Task description – An exact transcription of the lines below, from the first through the one containing "[ ] one point per instance of the dark", is the only output wanted.

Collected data
○ ○ ○
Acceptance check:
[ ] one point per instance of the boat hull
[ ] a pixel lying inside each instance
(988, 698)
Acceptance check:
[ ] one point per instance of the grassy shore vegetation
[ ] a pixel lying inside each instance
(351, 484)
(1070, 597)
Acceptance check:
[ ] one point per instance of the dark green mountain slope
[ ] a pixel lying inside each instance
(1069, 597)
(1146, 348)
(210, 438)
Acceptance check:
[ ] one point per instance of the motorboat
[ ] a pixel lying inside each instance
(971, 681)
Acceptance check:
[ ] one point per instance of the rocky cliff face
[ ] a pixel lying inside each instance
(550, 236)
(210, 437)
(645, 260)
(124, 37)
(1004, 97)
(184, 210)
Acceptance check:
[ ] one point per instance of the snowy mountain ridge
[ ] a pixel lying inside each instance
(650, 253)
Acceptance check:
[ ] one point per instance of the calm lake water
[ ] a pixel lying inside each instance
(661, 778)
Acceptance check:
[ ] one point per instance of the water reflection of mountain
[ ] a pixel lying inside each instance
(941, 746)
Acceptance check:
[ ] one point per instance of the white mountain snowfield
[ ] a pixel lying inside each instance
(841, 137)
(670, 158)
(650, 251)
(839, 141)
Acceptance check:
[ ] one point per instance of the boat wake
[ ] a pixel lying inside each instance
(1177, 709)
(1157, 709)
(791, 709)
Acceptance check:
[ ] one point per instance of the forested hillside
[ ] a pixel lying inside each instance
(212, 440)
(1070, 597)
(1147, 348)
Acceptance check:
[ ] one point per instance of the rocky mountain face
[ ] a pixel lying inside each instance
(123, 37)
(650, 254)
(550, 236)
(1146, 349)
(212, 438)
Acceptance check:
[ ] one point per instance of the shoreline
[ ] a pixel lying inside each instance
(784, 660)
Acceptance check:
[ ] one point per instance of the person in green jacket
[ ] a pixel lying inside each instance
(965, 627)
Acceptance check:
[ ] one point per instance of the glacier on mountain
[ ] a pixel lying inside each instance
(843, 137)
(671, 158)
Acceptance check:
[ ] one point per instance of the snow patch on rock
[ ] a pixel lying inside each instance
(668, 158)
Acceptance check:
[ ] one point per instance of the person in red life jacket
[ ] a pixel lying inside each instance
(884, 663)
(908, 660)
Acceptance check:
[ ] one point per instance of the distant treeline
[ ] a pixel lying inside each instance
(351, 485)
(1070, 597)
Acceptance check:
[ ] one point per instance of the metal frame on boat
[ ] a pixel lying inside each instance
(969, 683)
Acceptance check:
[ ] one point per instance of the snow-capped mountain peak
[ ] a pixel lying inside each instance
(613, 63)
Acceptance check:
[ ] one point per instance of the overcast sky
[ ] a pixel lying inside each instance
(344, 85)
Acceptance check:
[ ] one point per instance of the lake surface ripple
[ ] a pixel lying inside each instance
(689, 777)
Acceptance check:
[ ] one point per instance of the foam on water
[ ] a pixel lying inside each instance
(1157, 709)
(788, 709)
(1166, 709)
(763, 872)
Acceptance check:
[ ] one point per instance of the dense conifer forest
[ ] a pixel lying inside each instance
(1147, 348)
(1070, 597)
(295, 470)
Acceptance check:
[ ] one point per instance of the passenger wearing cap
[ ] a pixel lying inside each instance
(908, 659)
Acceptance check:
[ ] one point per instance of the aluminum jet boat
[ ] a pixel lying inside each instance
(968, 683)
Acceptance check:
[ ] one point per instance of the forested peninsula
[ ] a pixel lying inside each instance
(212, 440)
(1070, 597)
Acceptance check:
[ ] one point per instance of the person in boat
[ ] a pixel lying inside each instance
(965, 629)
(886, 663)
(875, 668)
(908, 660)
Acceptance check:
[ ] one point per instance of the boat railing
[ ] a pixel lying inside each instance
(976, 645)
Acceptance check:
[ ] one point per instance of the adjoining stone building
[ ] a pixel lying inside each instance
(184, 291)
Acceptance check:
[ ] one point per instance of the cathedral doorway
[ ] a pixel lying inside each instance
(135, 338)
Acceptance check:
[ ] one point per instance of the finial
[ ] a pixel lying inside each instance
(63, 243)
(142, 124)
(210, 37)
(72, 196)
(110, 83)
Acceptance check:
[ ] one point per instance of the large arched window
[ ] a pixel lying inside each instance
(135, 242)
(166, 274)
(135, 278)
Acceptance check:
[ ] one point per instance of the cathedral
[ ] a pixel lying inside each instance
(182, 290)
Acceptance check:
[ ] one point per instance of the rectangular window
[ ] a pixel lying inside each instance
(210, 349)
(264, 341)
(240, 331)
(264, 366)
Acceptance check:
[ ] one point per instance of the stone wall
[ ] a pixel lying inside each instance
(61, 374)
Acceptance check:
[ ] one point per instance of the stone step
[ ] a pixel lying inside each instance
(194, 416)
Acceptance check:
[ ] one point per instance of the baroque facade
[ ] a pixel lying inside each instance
○ ○ ○
Solution for this problem –
Acceptance check:
[ ] one point per instance of the boat hull
[ ] a pixel lying inside each instance
(988, 698)
Acceptance check:
[ ] one point per instance of the grassy shore vegetation
[ ] a pixel lying inside each instance
(351, 484)
(1070, 597)
Acceptance check:
[ ] one point per instance of the dark green mountain slope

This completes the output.